Among the factors he cited were their “diminished capacities to understand and process information” and to reason logically and control impulses. These characteristics do not mean that retarded defendants who are competent to stand trial should not face criminal punishment, Justice Stevens said, “but they do diminish their personal culpability” and indicate that the usual justifications for capital punishment, retribution and deterrence, are less applicable than to defendants with normal intelligence.

The writer decides to explore whether this decision might affect the court’s eventual policy on execution in general:

This part of the opinion might have broader significance for the court’s death penalty jurisprudence, said one death penalty expert, Professor Michael Mello of Vermont Law School.

“It shows that a majority of the court is willing to take a fresh look at the real capital punishment, how the system really works,” said Professor Mello, a former defense lawyer who opposes the death penalty.

He predicted that the court might be open to….

Both papers ran sidebars on A-1, but with distinctly different voices.

The L.A. Times took a featury approach that attempted to show you the kind of person affected by the ruling:

Convicted killer Johnny Paul Penry, a longtime resident of Texas’ death row, loves coloring books and believes in Santa Claus.

Fellow inmate Doil Lane hates to be without his crayons.

“He sends me pictures all the time,” said Austin lawyer William Allison, who has represented Lane for five years. “Pictures of firetrucks and flowers and ice-cream trucks. All of his letters start with the exact same sentence: ‘How are you today. I am find [sic].’ ”

Penry, whose IQ scores range from 50 to 63, and Lane, who psychiatrists say has the mental capacity of a 6- to 8-year-old, may have finally won reprieves Thursday when the U.S. Supreme Court ruled that executing the mentally retarded is cruel and unusual punishment.

But only now do we get to the meat:

The ruling is sure to spare some among the more than 3,700 prisoners on the nation’s death rows, although nobody knows for certain how many.

California has 603 men and women on death row, and the Department of Corrections says that at least two are “developmentally disabled,” a category that includes mental retardation as well as autism and epilepsy. As a result of a federal district court order, the state is expected to assess the mental capability of all of its death row inmates by the end of the year.

Some defense attorneys have estimated that as many as 6% of California’s death row prisoners are mentally retarded, but “no one knows” for sure, said Nathan Barankin, a spokesman for Atty. Gen. Bill Lockyer.

Beyond saving the lives of some of the condemned, Thursday’s ruling is expected to set off a scramble in 20 states, including California, that have not previously prohibited the execution of retarded inmates.

The states will have to define mental retardation and handle what prosecutors expect will be a deluge of appeals from inmates who claim that they fit the bill.

“The opinion left it very much in the hands of the states how to deal with enforcement of this new restriction,” said Ward Campbell, capital case coordinator for the attorney general’s office in Sacramento.

____________

■ **Objective A**: Format the entries from the line with "Where exactly is the snow" to the line with "62 0 103 71" as a Markdown table with the columns Row and Line, skipping blank lines.
The excerpt and the entries come from separate, unrelated sources.

■ **Given entries**:
____________

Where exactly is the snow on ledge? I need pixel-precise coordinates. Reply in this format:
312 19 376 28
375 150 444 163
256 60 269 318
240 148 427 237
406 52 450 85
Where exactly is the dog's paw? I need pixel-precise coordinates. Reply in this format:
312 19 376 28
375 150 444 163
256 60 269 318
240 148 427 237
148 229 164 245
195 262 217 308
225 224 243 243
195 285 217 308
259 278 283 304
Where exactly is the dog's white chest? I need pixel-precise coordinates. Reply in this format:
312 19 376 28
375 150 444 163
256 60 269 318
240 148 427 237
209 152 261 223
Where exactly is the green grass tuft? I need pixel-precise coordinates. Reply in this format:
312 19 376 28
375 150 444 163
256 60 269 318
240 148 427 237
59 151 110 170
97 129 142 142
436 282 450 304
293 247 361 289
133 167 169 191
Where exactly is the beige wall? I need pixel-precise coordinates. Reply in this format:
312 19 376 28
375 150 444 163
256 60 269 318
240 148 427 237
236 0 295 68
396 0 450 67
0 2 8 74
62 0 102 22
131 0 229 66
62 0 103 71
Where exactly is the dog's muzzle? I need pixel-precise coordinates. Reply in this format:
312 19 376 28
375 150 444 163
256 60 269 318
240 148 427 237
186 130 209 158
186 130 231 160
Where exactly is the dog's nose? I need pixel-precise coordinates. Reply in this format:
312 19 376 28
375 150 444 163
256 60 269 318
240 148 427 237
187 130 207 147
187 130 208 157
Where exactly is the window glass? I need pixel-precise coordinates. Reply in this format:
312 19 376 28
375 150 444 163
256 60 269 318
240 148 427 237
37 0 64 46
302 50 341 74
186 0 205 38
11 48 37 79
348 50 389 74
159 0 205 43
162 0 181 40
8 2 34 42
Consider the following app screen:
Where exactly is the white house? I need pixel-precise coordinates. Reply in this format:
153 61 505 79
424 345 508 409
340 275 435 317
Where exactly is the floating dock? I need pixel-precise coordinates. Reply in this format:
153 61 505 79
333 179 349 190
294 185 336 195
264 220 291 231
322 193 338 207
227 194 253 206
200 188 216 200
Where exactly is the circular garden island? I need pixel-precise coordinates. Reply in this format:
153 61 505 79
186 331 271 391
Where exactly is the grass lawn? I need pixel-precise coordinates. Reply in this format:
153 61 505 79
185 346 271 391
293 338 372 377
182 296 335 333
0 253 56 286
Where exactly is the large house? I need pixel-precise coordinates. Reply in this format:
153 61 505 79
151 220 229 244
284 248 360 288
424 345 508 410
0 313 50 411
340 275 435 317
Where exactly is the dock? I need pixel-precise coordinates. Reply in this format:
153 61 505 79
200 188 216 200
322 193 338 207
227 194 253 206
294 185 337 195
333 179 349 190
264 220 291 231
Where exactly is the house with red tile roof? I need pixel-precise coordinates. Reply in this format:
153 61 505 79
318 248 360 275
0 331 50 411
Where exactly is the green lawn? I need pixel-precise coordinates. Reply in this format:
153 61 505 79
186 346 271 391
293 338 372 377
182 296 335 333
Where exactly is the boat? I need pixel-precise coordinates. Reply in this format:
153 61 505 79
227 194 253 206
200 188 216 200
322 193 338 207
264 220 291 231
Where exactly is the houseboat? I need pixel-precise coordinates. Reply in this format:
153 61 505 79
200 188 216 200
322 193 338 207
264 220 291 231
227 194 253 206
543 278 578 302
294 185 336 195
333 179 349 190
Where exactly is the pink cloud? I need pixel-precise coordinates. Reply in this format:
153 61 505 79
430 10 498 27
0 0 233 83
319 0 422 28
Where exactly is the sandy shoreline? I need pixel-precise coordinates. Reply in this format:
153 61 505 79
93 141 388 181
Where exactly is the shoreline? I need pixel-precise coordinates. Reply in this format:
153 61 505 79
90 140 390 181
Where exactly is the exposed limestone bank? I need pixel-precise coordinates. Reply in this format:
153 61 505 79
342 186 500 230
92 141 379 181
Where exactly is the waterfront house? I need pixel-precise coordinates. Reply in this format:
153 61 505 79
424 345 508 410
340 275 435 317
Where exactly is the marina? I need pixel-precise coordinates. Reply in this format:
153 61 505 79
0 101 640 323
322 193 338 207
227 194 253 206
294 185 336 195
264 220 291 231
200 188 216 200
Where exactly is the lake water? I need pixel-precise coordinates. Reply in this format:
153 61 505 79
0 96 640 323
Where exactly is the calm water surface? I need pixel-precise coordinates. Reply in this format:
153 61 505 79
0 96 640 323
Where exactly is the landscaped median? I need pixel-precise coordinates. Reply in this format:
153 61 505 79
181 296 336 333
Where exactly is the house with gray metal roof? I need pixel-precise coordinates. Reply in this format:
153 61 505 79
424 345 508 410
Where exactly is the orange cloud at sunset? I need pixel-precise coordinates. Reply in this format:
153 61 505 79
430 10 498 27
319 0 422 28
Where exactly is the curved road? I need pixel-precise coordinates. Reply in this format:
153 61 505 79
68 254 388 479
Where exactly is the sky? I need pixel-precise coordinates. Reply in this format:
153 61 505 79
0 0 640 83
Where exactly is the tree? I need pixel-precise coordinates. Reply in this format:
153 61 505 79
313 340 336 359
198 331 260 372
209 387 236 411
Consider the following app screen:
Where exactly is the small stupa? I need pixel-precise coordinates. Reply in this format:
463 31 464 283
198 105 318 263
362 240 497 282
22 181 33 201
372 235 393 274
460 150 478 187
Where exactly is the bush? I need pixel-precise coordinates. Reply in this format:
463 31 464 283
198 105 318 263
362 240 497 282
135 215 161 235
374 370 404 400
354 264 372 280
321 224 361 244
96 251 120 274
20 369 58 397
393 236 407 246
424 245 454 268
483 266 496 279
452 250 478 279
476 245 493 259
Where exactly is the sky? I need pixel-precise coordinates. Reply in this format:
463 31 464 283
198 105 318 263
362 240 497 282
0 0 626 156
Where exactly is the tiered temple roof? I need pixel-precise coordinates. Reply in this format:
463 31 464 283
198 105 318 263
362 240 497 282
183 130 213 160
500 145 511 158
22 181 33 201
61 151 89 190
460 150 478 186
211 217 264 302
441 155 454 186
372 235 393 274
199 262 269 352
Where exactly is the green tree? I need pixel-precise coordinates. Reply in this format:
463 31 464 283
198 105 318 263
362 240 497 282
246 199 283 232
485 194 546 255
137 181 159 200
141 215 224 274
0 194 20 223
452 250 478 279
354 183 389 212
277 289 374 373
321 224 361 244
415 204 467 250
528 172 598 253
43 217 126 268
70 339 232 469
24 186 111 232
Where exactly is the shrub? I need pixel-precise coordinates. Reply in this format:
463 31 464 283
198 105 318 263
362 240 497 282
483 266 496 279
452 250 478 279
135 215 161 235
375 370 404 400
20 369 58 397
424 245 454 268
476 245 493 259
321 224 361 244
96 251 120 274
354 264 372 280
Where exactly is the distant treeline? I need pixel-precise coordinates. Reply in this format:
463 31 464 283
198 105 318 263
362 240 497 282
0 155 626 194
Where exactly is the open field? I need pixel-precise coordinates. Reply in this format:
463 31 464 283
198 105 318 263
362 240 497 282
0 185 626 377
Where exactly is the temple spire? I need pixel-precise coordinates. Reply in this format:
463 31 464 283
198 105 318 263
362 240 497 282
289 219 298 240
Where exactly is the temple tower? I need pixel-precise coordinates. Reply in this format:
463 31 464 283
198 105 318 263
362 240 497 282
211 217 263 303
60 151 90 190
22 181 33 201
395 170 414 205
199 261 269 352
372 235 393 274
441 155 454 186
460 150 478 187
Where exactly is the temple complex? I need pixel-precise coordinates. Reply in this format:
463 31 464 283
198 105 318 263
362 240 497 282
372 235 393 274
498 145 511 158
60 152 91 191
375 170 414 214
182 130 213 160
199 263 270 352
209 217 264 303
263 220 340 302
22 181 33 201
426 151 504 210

____________

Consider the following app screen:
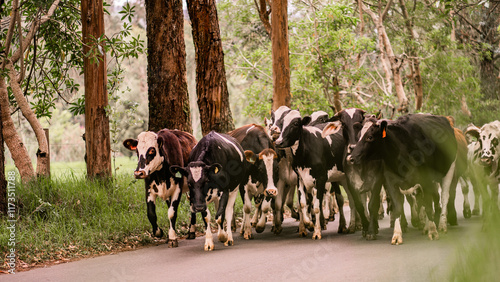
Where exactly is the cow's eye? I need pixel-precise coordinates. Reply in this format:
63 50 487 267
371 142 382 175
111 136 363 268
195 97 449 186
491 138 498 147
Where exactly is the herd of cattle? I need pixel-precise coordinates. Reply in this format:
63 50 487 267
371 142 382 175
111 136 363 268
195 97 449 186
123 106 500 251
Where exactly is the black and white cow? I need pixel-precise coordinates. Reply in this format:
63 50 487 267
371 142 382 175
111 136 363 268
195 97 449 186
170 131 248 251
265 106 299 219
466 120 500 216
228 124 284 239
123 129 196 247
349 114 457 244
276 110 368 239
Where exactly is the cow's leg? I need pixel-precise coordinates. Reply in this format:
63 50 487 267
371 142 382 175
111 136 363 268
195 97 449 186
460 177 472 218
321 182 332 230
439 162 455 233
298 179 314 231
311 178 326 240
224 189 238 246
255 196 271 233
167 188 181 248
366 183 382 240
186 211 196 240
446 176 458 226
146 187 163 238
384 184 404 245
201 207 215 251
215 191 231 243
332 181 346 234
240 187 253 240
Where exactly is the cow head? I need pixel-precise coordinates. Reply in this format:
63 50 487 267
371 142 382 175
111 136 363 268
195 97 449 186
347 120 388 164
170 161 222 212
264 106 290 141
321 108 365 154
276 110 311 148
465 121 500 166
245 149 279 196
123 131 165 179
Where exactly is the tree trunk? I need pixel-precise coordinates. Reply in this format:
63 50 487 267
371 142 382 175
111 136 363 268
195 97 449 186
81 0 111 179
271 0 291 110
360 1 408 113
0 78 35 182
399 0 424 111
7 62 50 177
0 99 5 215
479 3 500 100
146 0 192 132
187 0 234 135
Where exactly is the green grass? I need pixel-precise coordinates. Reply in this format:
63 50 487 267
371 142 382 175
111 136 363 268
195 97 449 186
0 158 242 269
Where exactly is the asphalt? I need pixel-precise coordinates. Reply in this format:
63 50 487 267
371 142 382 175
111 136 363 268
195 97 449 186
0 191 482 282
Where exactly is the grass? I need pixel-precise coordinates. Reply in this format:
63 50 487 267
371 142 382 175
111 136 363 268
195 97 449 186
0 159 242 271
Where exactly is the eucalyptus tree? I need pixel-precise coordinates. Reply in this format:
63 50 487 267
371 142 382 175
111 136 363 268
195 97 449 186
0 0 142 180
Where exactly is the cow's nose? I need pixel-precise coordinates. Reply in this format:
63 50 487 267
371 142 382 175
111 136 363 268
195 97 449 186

____________

■ **Objective B**: Translate this sentence from the excerpt about newspaper coverage of the Supreme Court ruling into Spanish: "Fellow inmate Doil Lane hates to be without his crayons."

■ **Written solution A**:
| Row | Line |
|---|---|
| 1 | Where exactly is the snow on ledge? I need pixel-precise coordinates. Reply in this format: |
| 2 | 312 19 376 28 |
| 3 | 375 150 444 163 |
| 4 | 256 60 269 318 |
| 5 | 240 148 427 237 |
| 6 | 406 52 450 85 |
| 7 | Where exactly is the dog's paw? I need pixel-precise coordinates. Reply in this format: |
| 8 | 312 19 376 28 |
| 9 | 375 150 444 163 |
| 10 | 256 60 269 318 |
| 11 | 240 148 427 237 |
| 12 | 148 229 164 245 |
| 13 | 195 262 217 308 |
| 14 | 225 224 243 243 |
| 15 | 195 285 217 308 |
| 16 | 259 278 283 304 |
| 17 | Where exactly is the dog's white chest? I need pixel-precise coordinates. Reply in this format: |
| 18 | 312 19 376 28 |
| 19 | 375 150 444 163 |
| 20 | 256 60 269 318 |
| 21 | 240 148 427 237 |
| 22 | 209 152 261 223 |
| 23 | Where exactly is the green grass tuft? I need pixel-precise coordinates. Reply in this format: |
| 24 | 312 19 376 28 |
| 25 | 375 150 444 163 |
| 26 | 256 60 269 318 |
| 27 | 240 148 427 237 |
| 28 | 59 151 110 170 |
| 29 | 97 129 142 142 |
| 30 | 436 282 450 304 |
| 31 | 293 247 361 289 |
| 32 | 133 167 169 191 |
| 33 | Where exactly is the beige wall? I need pixel-precise coordinates. Reply in this format: |
| 34 | 312 19 376 28 |
| 35 | 375 150 444 163 |
| 36 | 256 60 269 318 |
| 37 | 240 148 427 237 |
| 38 | 236 0 295 68 |
| 39 | 396 0 450 67 |
| 40 | 0 2 8 74 |
| 41 | 62 0 102 22 |
| 42 | 131 0 229 66 |
| 43 | 62 0 103 71 |

■ **Written solution B**: Su compañero de prisión Doil Lane odia estar sin sus crayones.